WORK TO BE COMPLETED:
Count the lines in the rows below that contain the string "cuff". Reply with that number alone.

ROWS:
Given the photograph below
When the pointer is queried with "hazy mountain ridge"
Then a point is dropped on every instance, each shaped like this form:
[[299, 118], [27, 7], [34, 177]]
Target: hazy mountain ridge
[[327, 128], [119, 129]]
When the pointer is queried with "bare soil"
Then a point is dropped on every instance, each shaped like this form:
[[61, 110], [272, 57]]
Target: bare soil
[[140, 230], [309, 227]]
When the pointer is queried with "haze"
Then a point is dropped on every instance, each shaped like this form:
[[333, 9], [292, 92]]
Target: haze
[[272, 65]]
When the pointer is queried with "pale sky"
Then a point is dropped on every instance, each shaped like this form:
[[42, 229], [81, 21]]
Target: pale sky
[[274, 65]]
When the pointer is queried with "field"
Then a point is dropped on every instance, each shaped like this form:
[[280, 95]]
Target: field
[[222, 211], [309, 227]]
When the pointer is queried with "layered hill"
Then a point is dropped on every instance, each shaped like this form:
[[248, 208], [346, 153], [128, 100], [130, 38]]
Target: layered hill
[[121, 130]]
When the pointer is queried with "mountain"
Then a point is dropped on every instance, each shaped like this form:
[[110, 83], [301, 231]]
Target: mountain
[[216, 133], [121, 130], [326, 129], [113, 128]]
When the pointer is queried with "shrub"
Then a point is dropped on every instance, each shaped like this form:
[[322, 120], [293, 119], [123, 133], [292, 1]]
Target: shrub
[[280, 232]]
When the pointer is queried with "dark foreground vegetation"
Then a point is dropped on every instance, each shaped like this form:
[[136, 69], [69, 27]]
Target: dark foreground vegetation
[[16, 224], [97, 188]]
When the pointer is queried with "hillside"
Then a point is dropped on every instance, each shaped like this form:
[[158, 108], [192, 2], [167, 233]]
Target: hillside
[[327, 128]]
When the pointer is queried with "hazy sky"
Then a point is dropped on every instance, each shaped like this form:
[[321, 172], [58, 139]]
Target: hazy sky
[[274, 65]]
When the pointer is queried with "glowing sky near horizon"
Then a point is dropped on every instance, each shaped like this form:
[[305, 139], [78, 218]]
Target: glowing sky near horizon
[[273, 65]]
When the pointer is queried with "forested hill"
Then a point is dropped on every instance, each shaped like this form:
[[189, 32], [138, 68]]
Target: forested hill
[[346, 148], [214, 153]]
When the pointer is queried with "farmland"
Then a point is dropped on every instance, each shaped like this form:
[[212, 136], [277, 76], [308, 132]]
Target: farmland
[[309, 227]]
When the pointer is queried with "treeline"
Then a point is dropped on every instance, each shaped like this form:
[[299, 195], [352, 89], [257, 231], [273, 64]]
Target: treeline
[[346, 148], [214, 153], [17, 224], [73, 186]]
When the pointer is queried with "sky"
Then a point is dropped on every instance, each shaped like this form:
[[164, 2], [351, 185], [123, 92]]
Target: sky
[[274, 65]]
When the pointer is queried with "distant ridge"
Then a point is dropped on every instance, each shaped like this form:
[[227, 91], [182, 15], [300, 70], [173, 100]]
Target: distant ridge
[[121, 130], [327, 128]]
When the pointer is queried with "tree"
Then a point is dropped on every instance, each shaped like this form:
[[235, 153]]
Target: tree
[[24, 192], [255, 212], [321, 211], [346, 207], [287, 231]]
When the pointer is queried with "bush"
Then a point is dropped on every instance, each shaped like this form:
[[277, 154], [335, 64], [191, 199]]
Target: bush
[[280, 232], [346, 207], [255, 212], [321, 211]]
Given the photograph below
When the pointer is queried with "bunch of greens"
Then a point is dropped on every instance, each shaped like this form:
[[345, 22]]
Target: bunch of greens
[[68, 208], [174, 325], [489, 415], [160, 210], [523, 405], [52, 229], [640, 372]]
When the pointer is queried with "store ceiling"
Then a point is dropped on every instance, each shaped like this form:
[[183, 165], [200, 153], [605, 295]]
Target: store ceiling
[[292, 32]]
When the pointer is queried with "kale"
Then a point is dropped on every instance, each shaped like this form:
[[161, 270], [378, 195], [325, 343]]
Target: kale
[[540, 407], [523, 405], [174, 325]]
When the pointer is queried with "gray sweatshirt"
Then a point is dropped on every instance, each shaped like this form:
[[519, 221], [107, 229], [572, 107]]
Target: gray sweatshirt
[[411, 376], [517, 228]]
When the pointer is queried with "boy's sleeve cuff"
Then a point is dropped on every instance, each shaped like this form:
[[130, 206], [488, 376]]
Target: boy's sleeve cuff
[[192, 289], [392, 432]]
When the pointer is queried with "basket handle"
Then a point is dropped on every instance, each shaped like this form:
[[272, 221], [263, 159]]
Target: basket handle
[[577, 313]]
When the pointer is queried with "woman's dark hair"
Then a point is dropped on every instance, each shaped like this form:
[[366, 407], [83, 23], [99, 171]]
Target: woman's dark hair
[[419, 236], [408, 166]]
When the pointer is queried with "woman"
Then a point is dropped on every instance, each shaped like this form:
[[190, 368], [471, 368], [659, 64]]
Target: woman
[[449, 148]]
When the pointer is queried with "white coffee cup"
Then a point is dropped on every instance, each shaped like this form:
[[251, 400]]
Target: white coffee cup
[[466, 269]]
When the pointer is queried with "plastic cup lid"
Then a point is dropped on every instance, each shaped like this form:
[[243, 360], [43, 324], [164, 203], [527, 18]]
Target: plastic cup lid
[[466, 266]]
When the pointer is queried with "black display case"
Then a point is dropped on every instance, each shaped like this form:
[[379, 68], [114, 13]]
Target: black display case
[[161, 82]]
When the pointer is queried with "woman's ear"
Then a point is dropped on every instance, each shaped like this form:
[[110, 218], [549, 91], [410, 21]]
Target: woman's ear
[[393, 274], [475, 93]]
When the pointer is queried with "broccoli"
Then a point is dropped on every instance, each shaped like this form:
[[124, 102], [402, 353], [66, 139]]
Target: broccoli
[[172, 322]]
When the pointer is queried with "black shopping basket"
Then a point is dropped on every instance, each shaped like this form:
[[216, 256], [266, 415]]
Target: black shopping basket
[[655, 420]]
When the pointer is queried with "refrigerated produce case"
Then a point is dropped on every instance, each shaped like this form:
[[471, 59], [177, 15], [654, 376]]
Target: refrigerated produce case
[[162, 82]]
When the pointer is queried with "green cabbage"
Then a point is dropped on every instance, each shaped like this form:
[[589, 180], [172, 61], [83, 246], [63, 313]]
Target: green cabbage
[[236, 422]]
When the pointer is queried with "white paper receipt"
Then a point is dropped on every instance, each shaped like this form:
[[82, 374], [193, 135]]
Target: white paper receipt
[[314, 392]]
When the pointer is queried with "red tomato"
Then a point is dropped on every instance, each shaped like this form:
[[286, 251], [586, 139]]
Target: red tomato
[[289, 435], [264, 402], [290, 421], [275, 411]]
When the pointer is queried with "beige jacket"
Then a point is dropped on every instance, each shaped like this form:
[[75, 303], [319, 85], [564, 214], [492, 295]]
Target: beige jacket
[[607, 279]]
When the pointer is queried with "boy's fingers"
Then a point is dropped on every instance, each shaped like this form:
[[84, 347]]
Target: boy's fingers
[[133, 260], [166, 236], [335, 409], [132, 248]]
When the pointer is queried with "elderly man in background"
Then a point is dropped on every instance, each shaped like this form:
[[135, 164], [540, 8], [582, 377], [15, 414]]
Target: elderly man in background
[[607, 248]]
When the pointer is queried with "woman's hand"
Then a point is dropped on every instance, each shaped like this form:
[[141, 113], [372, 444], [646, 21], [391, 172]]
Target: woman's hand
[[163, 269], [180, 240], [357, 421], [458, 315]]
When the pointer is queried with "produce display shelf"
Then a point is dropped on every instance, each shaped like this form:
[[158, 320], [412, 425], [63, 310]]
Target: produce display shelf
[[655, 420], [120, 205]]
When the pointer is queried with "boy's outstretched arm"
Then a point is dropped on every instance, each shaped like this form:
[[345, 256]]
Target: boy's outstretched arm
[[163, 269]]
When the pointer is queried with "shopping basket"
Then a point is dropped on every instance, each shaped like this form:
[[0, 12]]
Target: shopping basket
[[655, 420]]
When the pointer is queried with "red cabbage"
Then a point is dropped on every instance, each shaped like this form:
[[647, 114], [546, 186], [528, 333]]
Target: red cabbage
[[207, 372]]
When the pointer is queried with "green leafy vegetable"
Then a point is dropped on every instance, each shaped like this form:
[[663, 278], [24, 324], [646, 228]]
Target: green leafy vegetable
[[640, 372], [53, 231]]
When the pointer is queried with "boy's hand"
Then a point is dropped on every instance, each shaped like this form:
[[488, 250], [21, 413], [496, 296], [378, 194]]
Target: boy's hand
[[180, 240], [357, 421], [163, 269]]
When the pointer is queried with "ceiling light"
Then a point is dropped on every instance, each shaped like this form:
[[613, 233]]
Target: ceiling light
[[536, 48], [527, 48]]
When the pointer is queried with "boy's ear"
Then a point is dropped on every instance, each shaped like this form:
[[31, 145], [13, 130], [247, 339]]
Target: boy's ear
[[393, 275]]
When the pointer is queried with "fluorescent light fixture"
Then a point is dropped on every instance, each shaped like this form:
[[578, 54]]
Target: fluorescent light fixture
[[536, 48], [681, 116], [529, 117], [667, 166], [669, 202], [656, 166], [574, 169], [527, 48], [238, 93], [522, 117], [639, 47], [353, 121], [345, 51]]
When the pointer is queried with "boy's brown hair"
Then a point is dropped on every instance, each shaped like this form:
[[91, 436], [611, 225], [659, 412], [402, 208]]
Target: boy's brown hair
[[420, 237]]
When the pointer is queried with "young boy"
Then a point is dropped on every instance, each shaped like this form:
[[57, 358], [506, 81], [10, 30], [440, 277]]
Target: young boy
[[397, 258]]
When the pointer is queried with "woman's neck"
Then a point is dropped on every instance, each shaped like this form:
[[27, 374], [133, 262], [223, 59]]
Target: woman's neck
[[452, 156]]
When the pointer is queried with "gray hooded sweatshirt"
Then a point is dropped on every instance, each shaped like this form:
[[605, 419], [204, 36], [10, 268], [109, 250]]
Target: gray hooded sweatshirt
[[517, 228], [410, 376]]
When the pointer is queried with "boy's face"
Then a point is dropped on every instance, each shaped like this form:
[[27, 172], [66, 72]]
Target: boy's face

COMPLETE ANSWER:
2